┌─ ТЕКСТ ДЛЯ ЧТЕНИЯ
ENG

Перейти в Дзен
В мире, Интервью

Будни французского сельсовета

Мишеля Корраза в Арьеже знают многие: этот бонвиван, коренной арьежец, от создания собственного небольшого строительного бизнеса дошел до члена Муниципального совета, а последние 15 лет возглавляет ремонтно-строительный блок и ЖКХ родной деревушки Монгайяр (Montgaillard). Мишель Корраз любезно согласился рассказать читателям «Инвест-Форсайта», чем живёт французская деревня, потихоньку развенчивая миф, так активно внедряемый СМИ в последнее время, что европейская провинция приговорена к исчезновению. 

Панорама Монгайяра. Cestpasgagne2 | Flickr

Справка

Арьеж (Ariege) — «последний» регион Франции, 153 тыс. жителей, с центром в городе Фуа, входит в состав нового объединённого департамента Окситания (Occitanie), ранее Пиренеи (Pyrenees), а до французской революции, начиная с X-XII веков, графства Фуа и Кузеран. На юге нитка Пиреней отделяет регион Каталонии, здесь редко скажут «Испании», над головами белеют снежные шапки Андорры. Название региону дала бурная горная река Арьеж, её электростанция с каскадом высотой в 106 метров существует с конца XIX века и сегодня дает в пять раз больше электроэнергии, чем потребляет регион.
└─
┌─ МАТЕРИАЛ ДЛЯ ПРОВЕРКИ
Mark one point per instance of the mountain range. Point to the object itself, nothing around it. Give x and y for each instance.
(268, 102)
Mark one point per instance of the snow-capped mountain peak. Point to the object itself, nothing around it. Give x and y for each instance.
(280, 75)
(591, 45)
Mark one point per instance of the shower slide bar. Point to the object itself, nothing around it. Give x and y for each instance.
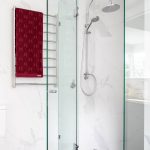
└─
▸ **ЧТО НУЖНО СДЕЛАТЬ**:
A. Перечислите все названия, которые в статье о Монгайяре даны в скобках латиницей.
B. Выпишите из статьи о Монгайяре всё, начиная со слов «Будни французского сельсовета» и вплоть до слов «приговорена к исчезновению.».
C. Определите, согласуется ли каждое утверждение со статьей о Монгайяре: (i) Мишель Корраз последние 15 лет руководит ремонтно-строительным блоком и ЖКХ Монгайяра; (ii) в Арьеже живёт 253 тыс. человек; (iii) каскад электростанции на реке Арьеж имеет высоту 106 метров. На каждое ответьте «да» или «нет» и приведите решающие слова статьи.
Материал здесь никак не используется.

▸ **ОТВЕТЫ К ЗАДАНИЮ**:
A. Montgaillard, Ariege, Occitanie, Pyrenees

B.
Будни французского сельсовета

Мишеля Корраза в Арьеже знают многие: этот бонвиван, коренной арьежец, от создания собственного небольшого строительного бизнеса дошел до члена Муниципального совета, а последние 15 лет возглавляет ремонтно-строительный блок и ЖКХ родной деревушки Монгайяр (Montgaillard). Мишель Корраз любезно согласился рассказать читателям «Инвест-Форсайта», чем живёт французская деревня, потихоньку развенчивая миф, так активно внедряемый СМИ в последнее время, что европейская провинция приговорена к исчезновению.

C.
(i) Да: «а последние 15 лет возглавляет ремонтно-строительный блок и ЖКХ родной деревушки Монгайяр».
(ii) Нет: «153 тыс. жителей».
(iii) Да: «её электростанция с каскадом высотой в 106 метров».